(Labeled contour entries)
--- --- ---
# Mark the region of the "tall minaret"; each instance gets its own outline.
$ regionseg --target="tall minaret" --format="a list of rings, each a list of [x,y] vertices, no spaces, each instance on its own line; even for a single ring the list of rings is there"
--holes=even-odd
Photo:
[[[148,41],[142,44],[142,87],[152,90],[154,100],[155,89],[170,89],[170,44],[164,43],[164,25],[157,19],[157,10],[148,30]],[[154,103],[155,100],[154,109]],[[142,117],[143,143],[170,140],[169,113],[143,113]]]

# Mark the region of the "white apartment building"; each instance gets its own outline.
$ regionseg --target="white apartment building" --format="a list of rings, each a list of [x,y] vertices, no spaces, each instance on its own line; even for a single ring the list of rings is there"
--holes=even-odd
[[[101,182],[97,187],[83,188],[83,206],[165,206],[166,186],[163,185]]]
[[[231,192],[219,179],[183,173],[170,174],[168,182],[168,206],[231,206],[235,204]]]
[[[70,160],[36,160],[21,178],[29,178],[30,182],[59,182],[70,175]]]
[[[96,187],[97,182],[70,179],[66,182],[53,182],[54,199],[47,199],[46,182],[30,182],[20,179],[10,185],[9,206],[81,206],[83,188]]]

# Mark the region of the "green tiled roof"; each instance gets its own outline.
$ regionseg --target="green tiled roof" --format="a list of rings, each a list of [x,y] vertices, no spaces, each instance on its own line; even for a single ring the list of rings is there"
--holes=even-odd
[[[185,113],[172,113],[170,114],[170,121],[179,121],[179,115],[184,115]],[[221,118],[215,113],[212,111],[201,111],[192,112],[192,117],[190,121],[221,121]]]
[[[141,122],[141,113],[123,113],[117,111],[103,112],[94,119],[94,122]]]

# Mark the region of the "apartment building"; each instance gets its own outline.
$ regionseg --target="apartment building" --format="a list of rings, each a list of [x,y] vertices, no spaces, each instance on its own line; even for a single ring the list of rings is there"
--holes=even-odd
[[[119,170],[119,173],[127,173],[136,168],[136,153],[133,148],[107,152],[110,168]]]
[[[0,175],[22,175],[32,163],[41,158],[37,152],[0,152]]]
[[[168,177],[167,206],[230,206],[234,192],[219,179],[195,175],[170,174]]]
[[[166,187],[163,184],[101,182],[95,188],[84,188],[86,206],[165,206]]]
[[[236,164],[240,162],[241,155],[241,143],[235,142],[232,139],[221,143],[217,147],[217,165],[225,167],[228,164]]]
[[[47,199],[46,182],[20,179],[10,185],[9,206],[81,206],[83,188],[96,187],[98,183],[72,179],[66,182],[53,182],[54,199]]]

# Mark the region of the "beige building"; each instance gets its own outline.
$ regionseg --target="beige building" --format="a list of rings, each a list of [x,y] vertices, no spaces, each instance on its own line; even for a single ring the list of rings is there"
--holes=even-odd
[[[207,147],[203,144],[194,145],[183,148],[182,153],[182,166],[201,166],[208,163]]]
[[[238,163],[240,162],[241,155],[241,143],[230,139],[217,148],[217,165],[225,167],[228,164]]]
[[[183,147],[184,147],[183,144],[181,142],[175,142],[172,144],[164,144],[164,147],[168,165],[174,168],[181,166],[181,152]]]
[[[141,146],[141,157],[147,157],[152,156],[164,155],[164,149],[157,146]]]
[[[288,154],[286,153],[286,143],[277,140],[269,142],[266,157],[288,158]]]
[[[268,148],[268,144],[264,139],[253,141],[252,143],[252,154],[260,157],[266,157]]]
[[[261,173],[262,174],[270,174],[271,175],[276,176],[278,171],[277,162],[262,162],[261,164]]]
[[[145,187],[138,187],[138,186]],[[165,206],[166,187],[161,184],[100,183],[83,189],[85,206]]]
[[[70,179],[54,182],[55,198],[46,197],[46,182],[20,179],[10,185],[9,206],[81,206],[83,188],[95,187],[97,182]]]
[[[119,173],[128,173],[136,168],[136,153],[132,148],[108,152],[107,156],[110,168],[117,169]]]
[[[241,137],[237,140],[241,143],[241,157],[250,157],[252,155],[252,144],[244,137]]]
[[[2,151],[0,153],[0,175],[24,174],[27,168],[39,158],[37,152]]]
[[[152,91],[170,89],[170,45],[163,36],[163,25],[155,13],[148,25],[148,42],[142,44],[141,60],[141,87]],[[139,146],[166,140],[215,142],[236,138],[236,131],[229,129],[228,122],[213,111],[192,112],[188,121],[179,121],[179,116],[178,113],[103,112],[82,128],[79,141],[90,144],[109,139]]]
--- --- ---
__What you need to do__
Print all of the entries again, exactly as written.

__Answer for this exercise__
# Mark the region of the "tall minaret"; each instance gets its own outline.
$ regionseg --target="tall minaret" --format="a list of rings, each a list of [x,y] vertices, no spaces, each instance on its own line; even for a single ring the list of rings is there"
--holes=even-odd
Photo:
[[[148,41],[142,44],[142,87],[152,90],[154,100],[155,89],[170,89],[170,44],[164,43],[164,25],[157,19],[157,10],[148,30]],[[154,103],[155,100],[154,109]],[[142,117],[143,143],[170,140],[169,113],[143,113]]]

# Mark the region of the "white apartment building"; each instance gets its own outline.
$ regionseg --target="white apartment building" --format="a list of rings, each a list of [x,y] vertices, no spaces, each instance on its own line; even for a single ring the list of rings is there"
--holes=even-odd
[[[101,182],[97,187],[83,188],[83,206],[165,206],[166,186],[163,185]]]
[[[231,192],[219,179],[183,173],[170,174],[168,182],[168,206],[231,206],[235,204]]]
[[[70,160],[36,160],[21,178],[29,178],[30,182],[59,182],[70,175]]]
[[[96,187],[97,182],[70,179],[66,182],[53,182],[54,199],[47,199],[46,182],[30,182],[20,179],[10,185],[9,206],[81,206],[83,188]]]

# Mark the region of the "green tiled roof"; each instance gets its own outline.
$ regionseg --target="green tiled roof" --format="a list of rings, each a list of [x,y] vertices, no spaces, each instance on its own line; even for a single ring the list of rings is there"
--holes=even-odd
[[[185,113],[172,113],[170,114],[170,121],[179,121],[179,115],[184,115]],[[221,118],[215,113],[212,111],[201,111],[192,112],[192,117],[190,121],[221,121]]]
[[[141,122],[141,113],[123,113],[117,111],[103,112],[94,119],[94,122]]]

# Mark the region of the "apartment building"; each instance gets its own outline.
$ regionseg --target="apartment building" --format="a list of rings, each a list of [x,y] vertices, no spaces, each instance on its own line; even for a single ring the list of rings is there"
--holes=even-odd
[[[119,170],[119,173],[127,173],[136,168],[136,153],[133,148],[107,152],[110,168]]]
[[[0,175],[22,175],[32,163],[41,158],[37,152],[0,152]]]
[[[168,177],[167,206],[230,206],[234,192],[219,179],[195,175],[170,174]]]
[[[166,187],[163,184],[101,182],[95,188],[84,188],[86,206],[165,206]]]
[[[236,164],[240,162],[241,155],[241,143],[235,142],[232,139],[221,143],[217,147],[217,165],[225,167],[228,164]]]
[[[47,199],[46,182],[20,179],[10,185],[9,206],[81,206],[83,188],[96,187],[98,183],[72,179],[66,182],[53,182],[54,199]]]

# Mark the region of the "beige building"; each instance gets its own outline.
$ regionseg --target="beige building" --format="a list of rings, each a list of [x,y] vertices, no spaces, each instance on its own line; even for a single ring the list of rings is there"
--holes=even-odd
[[[207,147],[203,144],[194,145],[183,148],[182,153],[182,166],[201,166],[208,163]]]
[[[238,163],[240,162],[241,155],[241,143],[230,139],[217,148],[217,165],[225,167],[228,164]]]
[[[183,147],[184,147],[183,144],[181,142],[175,142],[172,144],[164,144],[164,147],[168,165],[174,168],[181,166],[181,152]]]
[[[141,146],[141,157],[147,157],[152,156],[164,155],[164,149],[157,146]]]
[[[288,154],[286,153],[286,143],[277,140],[269,142],[266,157],[288,158]]]
[[[268,148],[268,144],[264,139],[253,141],[252,143],[252,154],[260,157],[266,157]]]
[[[261,173],[262,174],[270,174],[271,175],[276,176],[278,171],[277,162],[262,162],[261,164]]]
[[[145,187],[138,187],[138,186]],[[165,206],[166,187],[161,184],[100,183],[83,189],[85,206]]]
[[[70,179],[54,182],[55,198],[46,197],[46,182],[20,179],[10,185],[9,206],[81,206],[83,188],[95,187],[97,182]]]
[[[119,173],[128,173],[136,168],[136,153],[132,148],[108,152],[107,156],[110,168],[117,169]]]
[[[241,137],[237,140],[241,143],[241,157],[250,157],[252,155],[252,144],[244,137]]]
[[[2,151],[0,153],[0,175],[24,174],[27,168],[39,158],[37,152]]]
[[[152,91],[170,89],[170,45],[163,36],[163,25],[155,13],[148,25],[148,42],[142,44],[141,60],[141,87]],[[139,146],[166,140],[215,142],[236,138],[236,131],[229,129],[228,122],[213,111],[192,112],[188,121],[179,121],[179,116],[178,113],[103,112],[82,128],[79,141],[90,144],[109,139]]]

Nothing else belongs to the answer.